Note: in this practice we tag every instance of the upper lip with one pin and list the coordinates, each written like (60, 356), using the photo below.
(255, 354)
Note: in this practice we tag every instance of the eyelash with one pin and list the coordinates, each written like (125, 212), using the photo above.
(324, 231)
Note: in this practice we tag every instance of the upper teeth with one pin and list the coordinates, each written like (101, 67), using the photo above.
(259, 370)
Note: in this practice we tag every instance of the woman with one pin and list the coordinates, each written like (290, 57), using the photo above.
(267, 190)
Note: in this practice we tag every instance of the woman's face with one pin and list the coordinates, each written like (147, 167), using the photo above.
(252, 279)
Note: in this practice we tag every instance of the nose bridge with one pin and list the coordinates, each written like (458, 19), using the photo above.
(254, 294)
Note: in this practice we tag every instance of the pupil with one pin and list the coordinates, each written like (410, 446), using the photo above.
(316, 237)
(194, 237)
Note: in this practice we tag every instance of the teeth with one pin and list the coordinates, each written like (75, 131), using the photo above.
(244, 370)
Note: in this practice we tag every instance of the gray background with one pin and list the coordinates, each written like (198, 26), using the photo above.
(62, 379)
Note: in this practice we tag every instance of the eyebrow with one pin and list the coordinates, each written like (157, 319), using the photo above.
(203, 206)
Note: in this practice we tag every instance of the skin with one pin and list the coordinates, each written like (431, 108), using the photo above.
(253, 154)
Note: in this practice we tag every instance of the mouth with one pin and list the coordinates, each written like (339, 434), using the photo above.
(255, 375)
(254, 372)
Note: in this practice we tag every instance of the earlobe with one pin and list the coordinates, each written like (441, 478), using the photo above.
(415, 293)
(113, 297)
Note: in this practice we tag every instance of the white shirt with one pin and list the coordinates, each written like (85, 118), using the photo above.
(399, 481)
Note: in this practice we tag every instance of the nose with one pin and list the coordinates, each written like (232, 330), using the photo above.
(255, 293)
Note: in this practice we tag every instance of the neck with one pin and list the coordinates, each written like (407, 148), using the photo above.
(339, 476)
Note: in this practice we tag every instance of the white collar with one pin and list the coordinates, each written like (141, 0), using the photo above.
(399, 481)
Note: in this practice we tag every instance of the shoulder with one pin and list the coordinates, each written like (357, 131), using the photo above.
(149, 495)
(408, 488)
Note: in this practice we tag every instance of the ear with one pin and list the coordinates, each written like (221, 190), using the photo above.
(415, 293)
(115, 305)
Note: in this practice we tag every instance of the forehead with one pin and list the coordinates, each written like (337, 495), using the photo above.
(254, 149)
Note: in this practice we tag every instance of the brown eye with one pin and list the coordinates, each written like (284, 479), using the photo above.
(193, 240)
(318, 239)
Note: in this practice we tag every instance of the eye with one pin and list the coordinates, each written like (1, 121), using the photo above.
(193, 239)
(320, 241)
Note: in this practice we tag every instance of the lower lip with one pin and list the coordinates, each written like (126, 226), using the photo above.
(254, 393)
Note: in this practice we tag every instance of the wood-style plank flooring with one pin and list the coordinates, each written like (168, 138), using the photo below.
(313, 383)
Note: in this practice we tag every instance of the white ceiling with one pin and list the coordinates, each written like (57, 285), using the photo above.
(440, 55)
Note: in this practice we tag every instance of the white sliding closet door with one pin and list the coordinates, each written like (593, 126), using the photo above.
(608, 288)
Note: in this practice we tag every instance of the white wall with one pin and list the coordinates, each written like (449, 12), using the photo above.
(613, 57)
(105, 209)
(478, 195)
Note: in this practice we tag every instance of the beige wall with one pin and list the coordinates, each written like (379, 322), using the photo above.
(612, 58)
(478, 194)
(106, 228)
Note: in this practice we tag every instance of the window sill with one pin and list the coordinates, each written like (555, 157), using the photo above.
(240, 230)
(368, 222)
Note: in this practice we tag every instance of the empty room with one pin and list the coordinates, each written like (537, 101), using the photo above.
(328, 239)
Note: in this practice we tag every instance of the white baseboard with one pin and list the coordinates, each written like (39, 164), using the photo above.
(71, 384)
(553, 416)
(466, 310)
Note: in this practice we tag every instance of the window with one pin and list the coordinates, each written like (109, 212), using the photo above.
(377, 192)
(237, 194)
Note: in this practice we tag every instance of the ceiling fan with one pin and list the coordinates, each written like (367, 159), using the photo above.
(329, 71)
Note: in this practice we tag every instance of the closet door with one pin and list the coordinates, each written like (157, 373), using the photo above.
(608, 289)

--------------------------------

WHAT TO WORK ON | Go through the data and return every record exactly.

OUTPUT FOR THIS EXERCISE |
Note: in this practice we tag every instance of the upper lip with one pin and list the coordinates, each written like (60, 356), using the photo below.
(255, 354)
Note: in this practice we tag every instance of the eyelash with one pin and list the coordinates, each written like (125, 212), using the photo above.
(324, 231)
Note: in this practice we tag every instance of the upper teeth with one pin and list the coordinates, each written like (101, 67), using the photo above.
(259, 370)
Note: in this practice we tag every instance of the woman with one pin and list the coordinates, each written like (290, 57), using the photo above.
(267, 190)
Note: in this practice we tag every instance of the woman's face with one pin and list the coordinates, each written like (147, 167), using the photo above.
(252, 279)
Note: in this practice we tag every instance of the nose bridge with one pin and list the coordinates, each written like (458, 19), using the photo above.
(254, 294)
Note: in this practice we tag every instance of the pupil with one pin and list the coordinates, each written like (410, 446), using the photo above.
(316, 237)
(194, 237)
Note: in this practice we tag every instance of the teeth with one pin and list the coordinates, each written like (75, 131), using the photo above.
(244, 370)
Note: in this practice we tag every instance of the gray background with one pin and list the coordinates, each written like (198, 26), using the photo above.
(62, 379)
Note: in this practice we tag every instance of the eyebrow with one pin and list the coordinates, each written like (157, 319), using the photo above.
(203, 206)
Note: in this practice we tag every instance of the skin with one pin and list the coordinates, each written like (431, 108), using the photo above.
(253, 154)
Note: in this practice we tag every instance of the mouth with one pin and list the coordinates, each written like (339, 434), using the photo above.
(255, 375)
(254, 372)
Note: in this practice we tag every instance of the earlobe with one pin and list the coordinates, each written like (441, 478), using the photo above.
(415, 293)
(113, 297)
Note: in this practice we tag every instance of the white shirt with one pin and list the coordinates, each written like (85, 118), using the photo above.
(399, 481)
Note: in this practice we tag every instance of the nose with one pin and list the coordinates, each written like (232, 330), using the photo above.
(255, 293)
Note: in this practice we tag every instance of the neck with one pin and list the coordinates, each written like (407, 148), using the photo above.
(339, 476)
Note: in this practice we tag every instance of the white collar with one pin and list the coordinates, each written like (141, 0), using the photo above.
(399, 481)
Note: in this practice we tag every instance of the shoulder with one pin and list the coordinates, each written like (357, 131), using the photo above.
(149, 495)
(408, 488)
Note: in this practice we tag every instance of the ear with one pin and list the coordinates, each written like (221, 190), using the photo above.
(415, 293)
(115, 305)
Note: in this practice we tag every instance of the forehead with one pin and list the coordinates, each written like (337, 495), using the photo above.
(254, 149)
Note: in this practice we tag every instance of the brown eye with one pin and list the coordinates, each written like (284, 479), using the photo above.
(193, 240)
(318, 239)
Note: in this practice we tag every instance of the eye with one pin and list the coordinates, each written like (1, 121), using the photo above.
(193, 239)
(320, 241)
Note: in this practice we tag every instance of the lower lip with one pin and list the coordinates, each written like (126, 226), using the photo above.
(254, 393)
Note: in this practice we tag every instance of the wood-style plank flooring with one pin and list the coordinates, each written like (168, 138), using the photo below.
(313, 383)
Note: in this practice we tag every instance of the white ceiling with one pin and list the coordinates, each written like (57, 285), using the photo above.
(440, 55)
Note: in this practice we tag every instance of the white sliding closet door with one pin and list the coordinates, each written like (593, 126), using the photo above.
(608, 288)
Note: in this practice we tag every instance of the white wall with one pin and list the coordinates, each written like (449, 12), using the photo above.
(613, 57)
(105, 209)
(478, 195)
Note: in this practice we tag every instance of the beige wall with one pin and list the coordinates, each written like (379, 322), using the photo above.
(612, 58)
(478, 194)
(106, 228)
Note: in this practice we tag every instance of the window sill with one pin and list the coordinates, each written like (555, 157), using the photo above.
(240, 230)
(368, 222)
Note: in this practice we tag every instance of the empty room with one pin and list the coordinates, each written like (537, 101), using the photo above.
(328, 239)
Note: in this practice we tag every instance of the white baseboard with one pin and list the coordinates, each written like (39, 164), using the photo above.
(71, 384)
(553, 416)
(466, 310)
Note: in this practice we tag every instance of the window with one pin and list the coordinates, each written like (109, 212), using the photo above.
(377, 192)
(237, 194)
Note: in this practice we tag every instance of the ceiling fan with one pin and list the coordinates, each written like (367, 159), using the photo above.
(329, 71)
Note: in this practice we tag every instance of the closet door with one pin and list the coordinates, each written like (157, 373), using the photo above.
(608, 289)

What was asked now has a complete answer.